# Goal:
Copy the following entries line for line, changing nothing.
Start Data provided
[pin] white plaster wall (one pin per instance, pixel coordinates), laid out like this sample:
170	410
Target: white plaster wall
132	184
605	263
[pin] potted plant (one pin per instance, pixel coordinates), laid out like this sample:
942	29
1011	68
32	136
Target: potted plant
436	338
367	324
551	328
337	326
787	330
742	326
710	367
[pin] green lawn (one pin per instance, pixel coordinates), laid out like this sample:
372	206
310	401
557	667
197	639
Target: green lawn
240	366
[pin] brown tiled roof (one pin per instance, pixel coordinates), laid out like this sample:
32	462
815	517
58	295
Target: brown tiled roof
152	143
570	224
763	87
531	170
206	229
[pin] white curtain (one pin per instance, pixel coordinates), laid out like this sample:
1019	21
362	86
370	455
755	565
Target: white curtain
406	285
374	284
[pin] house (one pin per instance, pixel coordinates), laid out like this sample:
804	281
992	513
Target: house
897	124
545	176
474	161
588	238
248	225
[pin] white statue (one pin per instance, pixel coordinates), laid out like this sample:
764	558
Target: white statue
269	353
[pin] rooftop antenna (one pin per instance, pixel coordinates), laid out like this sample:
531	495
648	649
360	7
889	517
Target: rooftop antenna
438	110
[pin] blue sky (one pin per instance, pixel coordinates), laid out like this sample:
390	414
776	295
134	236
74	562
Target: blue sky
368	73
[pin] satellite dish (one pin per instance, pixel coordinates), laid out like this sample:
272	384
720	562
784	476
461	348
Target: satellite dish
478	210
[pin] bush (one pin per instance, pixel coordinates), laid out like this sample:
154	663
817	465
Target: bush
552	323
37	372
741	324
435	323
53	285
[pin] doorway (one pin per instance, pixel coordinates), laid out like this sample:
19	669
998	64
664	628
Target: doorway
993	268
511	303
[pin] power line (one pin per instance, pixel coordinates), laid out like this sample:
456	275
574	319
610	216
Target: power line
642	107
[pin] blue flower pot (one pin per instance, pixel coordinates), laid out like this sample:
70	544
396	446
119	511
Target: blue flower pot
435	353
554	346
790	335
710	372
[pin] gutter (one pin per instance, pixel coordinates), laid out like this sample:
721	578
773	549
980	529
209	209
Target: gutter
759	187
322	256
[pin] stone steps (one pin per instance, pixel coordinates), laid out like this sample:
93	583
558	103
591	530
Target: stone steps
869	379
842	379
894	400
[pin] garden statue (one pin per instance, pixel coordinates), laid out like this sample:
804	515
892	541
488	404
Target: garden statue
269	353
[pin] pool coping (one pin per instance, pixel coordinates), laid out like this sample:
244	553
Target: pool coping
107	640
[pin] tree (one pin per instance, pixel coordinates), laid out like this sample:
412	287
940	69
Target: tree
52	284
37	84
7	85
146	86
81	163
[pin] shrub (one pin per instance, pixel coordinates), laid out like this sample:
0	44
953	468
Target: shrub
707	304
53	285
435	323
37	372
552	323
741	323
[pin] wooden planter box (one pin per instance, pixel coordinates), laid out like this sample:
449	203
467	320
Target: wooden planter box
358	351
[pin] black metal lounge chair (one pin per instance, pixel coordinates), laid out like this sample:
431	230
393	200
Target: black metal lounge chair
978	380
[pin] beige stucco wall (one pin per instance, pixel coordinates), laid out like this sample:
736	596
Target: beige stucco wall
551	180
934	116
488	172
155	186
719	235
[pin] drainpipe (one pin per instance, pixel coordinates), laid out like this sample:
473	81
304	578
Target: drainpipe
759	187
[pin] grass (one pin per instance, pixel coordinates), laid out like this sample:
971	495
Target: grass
End Data provided
# Exercise answer:
[pin] white plaster wall (one pin per instance, pixel coordinates), laid out like this sample:
170	410
Target: white plaster wall
132	184
605	263
[pin] potted plant (one pin per instance, pixel coordinates), laid out like this sample:
942	29
1011	68
32	136
Target: potted plant
436	338
367	324
551	328
337	326
787	330
742	326
710	367
[pin] green lawn (one pin per instance, pixel coordinates), laid out like this sample:
372	206
310	401
557	667
197	639
Target: green lawn
240	366
[pin] brown tiled roof (one pin per instance, pixel coordinates), laid out like this sample:
32	462
815	517
58	295
Target: brown tiled roof
152	143
570	224
763	87
531	170
206	229
[pin] white curtain (one pin per instance, pixel coordinates), laid out like this sample:
1019	21
362	86
370	455
755	565
Target: white curtain
406	285
374	284
[pin] house (one pin per instance, pixel coordinates), laid out like this sample:
804	281
992	513
Target: house
897	124
545	176
474	161
588	238
248	225
[pin] white statue (one pin per instance, pixel coordinates), laid out like this sample:
764	558
Target: white statue
269	353
[pin] rooftop antenna (one pin per instance, pixel coordinates), laid out like this sample:
531	495
648	649
360	7
889	517
Target: rooftop antenna
438	110
[pin] blue sky (one pin per instance, pixel coordinates), laid out like this sample:
390	414
776	295
134	236
74	562
Target: blue sky
368	73
[pin] satellite dish (one pin per instance, pixel coordinates), laid out like this sample:
272	384
720	562
784	476
461	348
Target: satellite dish
478	210
[pin] bush (one pin per instance, pixel coordinates), laid out like this sample:
154	663
817	465
Target: bush
552	323
37	372
741	324
435	323
53	285
[pin] doorway (one pin per instance, pixel coordinates), laid out like this sample:
19	669
998	64
664	628
Target: doorway
993	268
511	303
[pin] power line (one pin per instance, pixel coordinates), laid out like this sample:
456	275
574	319
610	216
Target: power line
642	107
[pin] blue flower pot (one pin per instance, pixel coordinates), laid out like this sample:
70	544
396	446
119	511
Target: blue flower pot
435	353
554	346
790	335
710	372
[pin] gutter (one pin per instance, pixel coordinates), laid out like this sample:
721	578
773	549
980	529
209	209
Target: gutter
759	187
322	256
[pin] stone steps (one pin per instance, pixel coordinates), laid out like this sample:
93	583
558	103
591	530
Target: stone steps
869	379
842	379
894	400
[pin] garden statue (one pin per instance, pixel coordinates), laid out like this sample:
804	515
892	541
488	404
Target: garden statue
269	353
[pin] pool coping (one pin per instance, pixel coordinates), laid out like this sample:
244	553
Target: pool coping
107	640
[pin] tree (one pin per instance, pixel coordinates), laid out like this sample:
412	287
940	69
Target: tree
52	284
37	84
7	85
146	86
81	163
[pin] shrub (one pin per instance, pixel coordinates), laid out like this sample:
0	44
953	468
Target: shrub
707	304
53	285
435	323
37	372
552	323
741	323
[pin] wooden planter box (one pin per instance, pixel coordinates), laid out like this sample:
449	203
467	320
Target: wooden planter box
358	351
[pin] black metal lounge chair (one pin per instance, pixel coordinates), laid out like this sample:
431	230
393	200
Target: black metal lounge chair
978	380
[pin] beige stucco wall (one pin per instance, pixel coordinates), laid out like this sample:
736	596
Target: beige stucco wall
551	180
934	116
488	172
155	186
719	235
[pin] drainpipe (one pin per instance, pixel coordinates), laid out like this sample:
473	81
304	578
Target: drainpipe
759	187
[pin] grass (one pin per instance, pixel coordinates), laid out like this sample:
971	495
Target: grass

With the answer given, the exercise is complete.